→ WHAT TO DO
Would you quote every entry exactly, dropping only the pictures?

→ DATA SUPPLIED
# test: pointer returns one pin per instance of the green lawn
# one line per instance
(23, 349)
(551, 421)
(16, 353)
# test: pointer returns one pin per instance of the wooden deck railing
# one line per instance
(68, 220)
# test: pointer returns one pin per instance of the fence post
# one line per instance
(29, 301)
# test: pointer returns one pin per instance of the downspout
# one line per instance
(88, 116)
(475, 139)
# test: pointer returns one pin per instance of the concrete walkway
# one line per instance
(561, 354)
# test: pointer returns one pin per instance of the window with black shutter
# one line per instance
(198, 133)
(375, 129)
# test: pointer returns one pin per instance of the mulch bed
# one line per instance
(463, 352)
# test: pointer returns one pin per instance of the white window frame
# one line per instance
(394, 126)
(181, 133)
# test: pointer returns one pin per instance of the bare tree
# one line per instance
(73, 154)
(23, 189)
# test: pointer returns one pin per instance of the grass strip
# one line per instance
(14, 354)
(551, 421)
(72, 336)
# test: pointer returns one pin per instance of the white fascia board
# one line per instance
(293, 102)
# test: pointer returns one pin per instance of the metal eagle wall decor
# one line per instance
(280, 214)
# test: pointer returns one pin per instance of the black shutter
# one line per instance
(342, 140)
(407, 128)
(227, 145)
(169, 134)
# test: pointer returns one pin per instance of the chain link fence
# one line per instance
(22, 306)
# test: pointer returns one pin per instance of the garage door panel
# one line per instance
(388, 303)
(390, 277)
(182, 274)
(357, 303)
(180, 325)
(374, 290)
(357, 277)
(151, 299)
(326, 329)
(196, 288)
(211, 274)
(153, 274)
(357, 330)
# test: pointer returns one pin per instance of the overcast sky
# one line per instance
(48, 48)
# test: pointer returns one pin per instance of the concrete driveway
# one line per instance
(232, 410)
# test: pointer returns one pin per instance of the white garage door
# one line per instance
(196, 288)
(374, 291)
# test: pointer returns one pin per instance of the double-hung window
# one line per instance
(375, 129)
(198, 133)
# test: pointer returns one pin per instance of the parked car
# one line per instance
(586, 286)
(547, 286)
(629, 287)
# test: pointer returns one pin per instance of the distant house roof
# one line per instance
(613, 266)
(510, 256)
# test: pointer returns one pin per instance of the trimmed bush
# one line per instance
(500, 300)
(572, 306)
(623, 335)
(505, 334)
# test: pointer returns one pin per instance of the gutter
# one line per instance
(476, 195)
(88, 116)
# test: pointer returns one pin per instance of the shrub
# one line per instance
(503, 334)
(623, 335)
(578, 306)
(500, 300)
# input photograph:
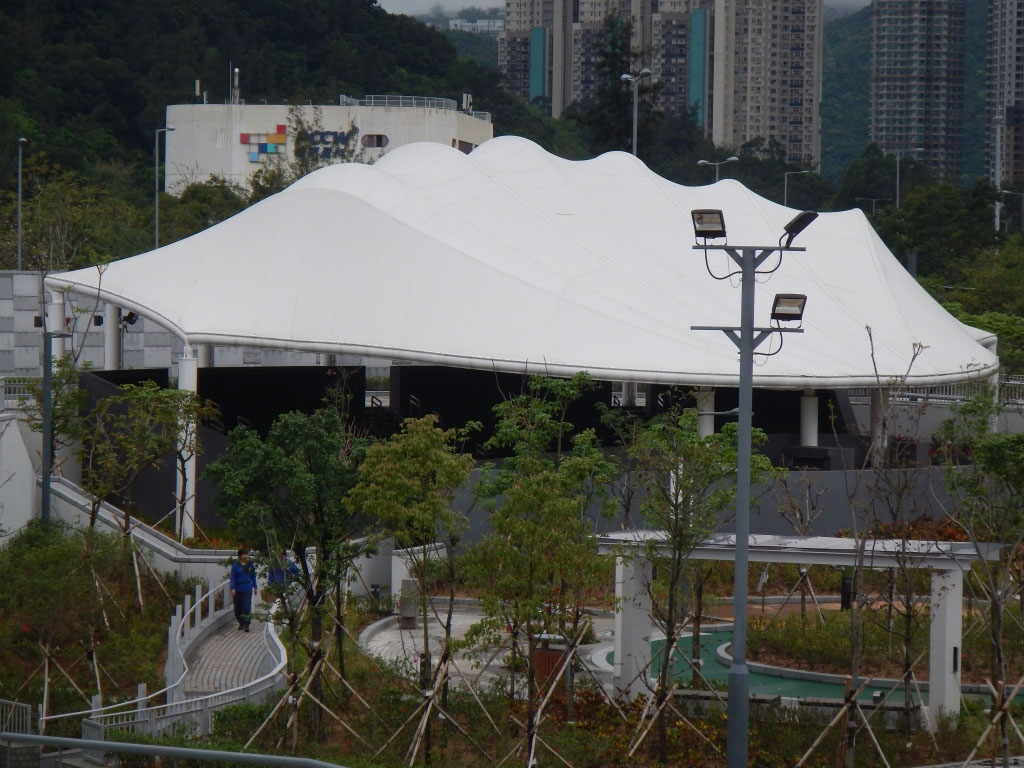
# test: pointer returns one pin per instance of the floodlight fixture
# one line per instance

→ OUTPUT BELOW
# test: pointer returns one pin per instance of the green lawn
# one line per instance
(23, 349)
(551, 421)
(16, 353)
# test: pointer returns one pin per instance of the wooden deck railing
# one line per instance
(68, 220)
# test: pointer returns one pin per instance of the fence post
# one line per instance
(29, 301)
# test: pointer returns one pin per instance of the downspout
# one line per instance
(88, 116)
(475, 139)
# test: pointer returns one pin per instance of the concrete walkway
# one line per instance
(561, 354)
# test: pointer returns one pin per instance of the window with black shutter
# one line per instance
(198, 133)
(375, 129)
# test: pointer returns one pin per instance of the mulch bed
# one line per instance
(463, 352)
# test: pointer returns one pin per instance of the white window frame
# one line per instance
(394, 126)
(181, 133)
# test: pointer returns one pin per instance of the bare tree
# one line per instance
(73, 154)
(23, 189)
# test: pointer returns one pin per instance of the grass strip
# one line per instance
(14, 354)
(551, 421)
(72, 336)
# test: pointer returns one pin per instance of the white fascia board
# one line per instance
(293, 102)
# test: pointer returns one pin per instance of the metal eagle wall decor
# one line per instance
(280, 214)
# test: pointer returns one pin per instance of the black shutter
# one line per instance
(342, 140)
(407, 128)
(227, 145)
(169, 134)
# test: pointer returns one pin per instance of the chain link fence
# one line per instance
(22, 306)
# test: pointer returns one pin per instance of the garage door panel
# one line per instance
(388, 303)
(390, 277)
(182, 274)
(357, 303)
(180, 325)
(374, 290)
(357, 277)
(151, 299)
(326, 329)
(196, 288)
(211, 274)
(153, 274)
(357, 330)
# test: pointer returns one pin per instance of the overcast sky
# one line per instance
(48, 48)
# test: pointer returns one pin per instance of the concrete driveway
# one line per instance
(232, 410)
# test: pointer returns one pin per instance of the white garage door
# one line per instance
(196, 288)
(374, 291)
# test: pointer returns one pin per instance of the double-hung window
# one line per instance
(375, 129)
(198, 133)
# test: pointer returns one pin per instance of the parked car
# one line per instance
(586, 286)
(547, 286)
(629, 287)
# test: pointer returns one pin per instance of the distant house roof
# one line per instance
(613, 266)
(510, 256)
# test: pointer returns one pin per instance of the trimmed bush
# one line per instance
(500, 300)
(572, 306)
(623, 335)
(505, 334)
# test: pointer returns one pin per instance of the gutter
# one line per instance
(476, 195)
(88, 116)
# test: pointer returns one pin per instance of the shrub
# one line per instance
(503, 334)
(623, 335)
(578, 306)
(500, 300)
# input photograph:
# test: pointer returns one pin per instance of the floodlight fixture
# one line per instance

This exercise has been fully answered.